__Challenge 1__.
Translate this sentence from the ThreadPools forum thread into Spanish: "I am by no means saying this is the best or right way to do this."
__Challenge 2__.
In the ThreadPools forum thread, list every variable name given a value with a single "=" sign inside the "QueuePool background" test set.
__Challenge 3__.
Write out the ThreadPools forum thread word for word from "if result %" to "function poisson(λ)".

__Excerpted text__.
:::
@tkf could you explain this a little more? I always assumed / hoped that ThreadPools would eventually be made obsolete by Julia’s evolution, but I haven’t seen that happen yet. I’d like to triage what you are saying here to determine if that obsolescence has begun, or if there is some new Julia functionality I need to wrap into the API. Thx
From your description, it looks as if you are trying to generate a “task stack”, with a queue of tasks can be farmed out and results collected, but some of whom may generate new tasks for the stack. Is that right? If so, I have used that structure in the past and can go dig it out. I admit I have not plowed through this entire chain yet, so let me first verify I am even in the ballpark.
@nabla Okay, that wasn’t hard to track down. In the ThreadPools test suite, I have a stack test (using the Composable API) that is similar to what you are describing. The test is replicated below - it works on a stupid-simple outer function with test objects (so you’ll have to rework your task function), but it processes tasks in a stack and allows some of those results to generate new tasks, then shuts down when everything is complete. All without lock yoga (my new favorite phrase ).
I am by no means saying this is the best or right way to do this. Only that it works and is intuitive to me, at least.
mutable struct TestObj
data :: Int
end
function fn(x)
x.data
end
@testset "stack tests" begin
@testset "QueuePool background" begin
objs = [TestObj(x) for x in 1:64]
output = []
pool = QueuePool(2)
stack = Channel{TestObj}(1024) do stack
for item in stack
put!(fn, pool, item)
end
close(pool)
end
for item in objs
put!(stack, item)
end
for result in poolresults(pool)
push!(output, result)
if result % 3 == 0
put!(stack, TestObj(11))
end
if !isready(stack)
close(stack)
end
end
@test length(output) == 85
end
end
I like a lot this idea: all the bookkeeping (pulling and pushing from the channel) is done on one thread, avoiding many concurrency worries. I’ll benchmark it later for performance; however, I can’t get your code to work on my MWE, adapted from your example:
using Test, ThreadPools
function poisson(λ)
t = rand()
:::
(Data records)
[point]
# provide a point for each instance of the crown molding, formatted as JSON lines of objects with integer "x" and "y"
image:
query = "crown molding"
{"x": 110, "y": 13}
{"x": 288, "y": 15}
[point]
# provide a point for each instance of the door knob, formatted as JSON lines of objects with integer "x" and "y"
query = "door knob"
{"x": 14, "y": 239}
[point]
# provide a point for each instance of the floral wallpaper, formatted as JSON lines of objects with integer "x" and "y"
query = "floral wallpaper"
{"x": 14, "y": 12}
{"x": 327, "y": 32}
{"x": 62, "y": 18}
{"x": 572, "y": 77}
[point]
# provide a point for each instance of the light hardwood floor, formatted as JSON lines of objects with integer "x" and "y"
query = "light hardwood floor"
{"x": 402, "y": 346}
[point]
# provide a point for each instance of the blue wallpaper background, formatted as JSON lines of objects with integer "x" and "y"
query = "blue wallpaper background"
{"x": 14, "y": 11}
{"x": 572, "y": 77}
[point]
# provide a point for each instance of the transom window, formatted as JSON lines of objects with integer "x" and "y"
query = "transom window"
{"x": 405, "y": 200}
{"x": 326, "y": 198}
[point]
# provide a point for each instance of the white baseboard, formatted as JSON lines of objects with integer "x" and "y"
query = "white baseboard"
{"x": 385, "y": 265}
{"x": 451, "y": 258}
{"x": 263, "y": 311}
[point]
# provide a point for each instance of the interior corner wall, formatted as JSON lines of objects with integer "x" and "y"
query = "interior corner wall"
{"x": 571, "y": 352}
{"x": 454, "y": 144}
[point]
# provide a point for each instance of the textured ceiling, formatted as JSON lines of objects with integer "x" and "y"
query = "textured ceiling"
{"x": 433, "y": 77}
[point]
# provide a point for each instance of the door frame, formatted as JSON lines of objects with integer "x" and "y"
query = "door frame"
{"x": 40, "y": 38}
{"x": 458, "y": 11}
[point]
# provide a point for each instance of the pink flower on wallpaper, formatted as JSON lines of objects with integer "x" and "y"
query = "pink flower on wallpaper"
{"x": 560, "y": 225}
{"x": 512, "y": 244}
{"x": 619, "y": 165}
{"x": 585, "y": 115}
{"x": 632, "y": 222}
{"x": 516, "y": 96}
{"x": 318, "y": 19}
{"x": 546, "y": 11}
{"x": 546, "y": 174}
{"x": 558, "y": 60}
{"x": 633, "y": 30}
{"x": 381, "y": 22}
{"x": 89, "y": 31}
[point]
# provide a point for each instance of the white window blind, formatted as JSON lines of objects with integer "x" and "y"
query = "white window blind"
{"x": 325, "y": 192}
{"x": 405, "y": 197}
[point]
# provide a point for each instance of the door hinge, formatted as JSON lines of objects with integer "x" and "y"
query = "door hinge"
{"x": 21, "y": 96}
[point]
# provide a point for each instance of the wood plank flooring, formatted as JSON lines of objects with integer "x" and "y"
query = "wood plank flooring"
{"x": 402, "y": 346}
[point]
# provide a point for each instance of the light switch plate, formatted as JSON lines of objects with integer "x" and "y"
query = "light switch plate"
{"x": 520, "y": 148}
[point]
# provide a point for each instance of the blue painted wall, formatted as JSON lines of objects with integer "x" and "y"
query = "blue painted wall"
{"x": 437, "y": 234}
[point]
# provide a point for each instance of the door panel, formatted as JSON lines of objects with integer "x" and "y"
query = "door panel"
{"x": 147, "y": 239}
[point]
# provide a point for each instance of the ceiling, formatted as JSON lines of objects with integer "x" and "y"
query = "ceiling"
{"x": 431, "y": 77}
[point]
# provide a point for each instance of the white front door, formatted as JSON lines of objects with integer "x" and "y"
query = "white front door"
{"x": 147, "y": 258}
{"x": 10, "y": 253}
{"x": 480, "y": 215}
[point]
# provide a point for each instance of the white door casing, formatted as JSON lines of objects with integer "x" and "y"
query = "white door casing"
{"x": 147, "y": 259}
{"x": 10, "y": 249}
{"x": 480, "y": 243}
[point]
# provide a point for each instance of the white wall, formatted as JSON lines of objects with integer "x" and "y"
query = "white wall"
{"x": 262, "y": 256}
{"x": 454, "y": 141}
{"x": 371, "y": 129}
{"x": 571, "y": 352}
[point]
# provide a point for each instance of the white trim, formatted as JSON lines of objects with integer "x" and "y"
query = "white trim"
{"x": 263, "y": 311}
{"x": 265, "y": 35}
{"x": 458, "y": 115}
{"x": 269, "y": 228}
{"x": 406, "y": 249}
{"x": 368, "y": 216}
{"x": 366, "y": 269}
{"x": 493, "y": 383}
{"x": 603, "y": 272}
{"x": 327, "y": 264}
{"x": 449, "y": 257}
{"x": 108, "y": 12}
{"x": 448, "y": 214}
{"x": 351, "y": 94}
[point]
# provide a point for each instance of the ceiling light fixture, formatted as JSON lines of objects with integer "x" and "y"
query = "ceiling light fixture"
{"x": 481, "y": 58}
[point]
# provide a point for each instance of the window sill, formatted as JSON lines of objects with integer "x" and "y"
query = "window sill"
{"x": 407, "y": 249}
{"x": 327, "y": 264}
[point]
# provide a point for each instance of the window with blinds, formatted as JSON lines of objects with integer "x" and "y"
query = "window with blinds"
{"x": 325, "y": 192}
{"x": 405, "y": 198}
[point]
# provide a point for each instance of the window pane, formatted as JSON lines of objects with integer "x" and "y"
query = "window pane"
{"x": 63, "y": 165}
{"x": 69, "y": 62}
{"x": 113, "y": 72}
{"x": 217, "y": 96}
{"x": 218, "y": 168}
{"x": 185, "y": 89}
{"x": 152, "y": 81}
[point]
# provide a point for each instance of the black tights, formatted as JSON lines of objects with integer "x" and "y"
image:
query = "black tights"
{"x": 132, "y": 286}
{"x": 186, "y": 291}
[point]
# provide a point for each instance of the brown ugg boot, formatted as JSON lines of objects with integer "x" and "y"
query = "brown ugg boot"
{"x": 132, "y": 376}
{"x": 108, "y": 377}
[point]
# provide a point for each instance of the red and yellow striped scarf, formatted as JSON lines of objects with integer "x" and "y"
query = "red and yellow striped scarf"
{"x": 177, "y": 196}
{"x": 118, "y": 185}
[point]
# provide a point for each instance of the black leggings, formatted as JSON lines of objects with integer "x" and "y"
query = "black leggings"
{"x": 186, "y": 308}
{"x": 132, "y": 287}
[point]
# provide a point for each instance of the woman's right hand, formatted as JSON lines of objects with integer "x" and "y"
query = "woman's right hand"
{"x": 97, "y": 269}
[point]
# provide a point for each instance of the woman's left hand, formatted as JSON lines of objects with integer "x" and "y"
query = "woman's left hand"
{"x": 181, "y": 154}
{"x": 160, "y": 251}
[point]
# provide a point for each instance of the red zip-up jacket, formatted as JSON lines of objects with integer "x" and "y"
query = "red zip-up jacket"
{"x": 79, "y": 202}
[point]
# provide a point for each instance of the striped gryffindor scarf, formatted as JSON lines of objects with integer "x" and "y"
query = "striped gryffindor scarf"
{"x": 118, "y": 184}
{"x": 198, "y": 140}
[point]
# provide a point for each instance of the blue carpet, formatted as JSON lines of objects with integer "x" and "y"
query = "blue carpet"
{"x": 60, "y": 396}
:::
__Output 1__.
De ninguna manera estoy diciendo que esta sea la mejor forma ni la forma correcta de hacerlo.

__Output 2__.
objs, output, pool, stack

__Output 3__.
if result % 3 == 0
put!(stack, TestObj(11))
end
if !isready(stack)
close(stack)
end
end
@test length(output) == 85
end
end
I like a lot this idea: all the bookkeeping (pulling and pushing from the channel) is done on one thread, avoiding many concurrency worries. I’ll benchmark it later for performance; however, I can’t get your code to work on my MWE, adapted from your example:
using Test, ThreadPools
function poisson(λ)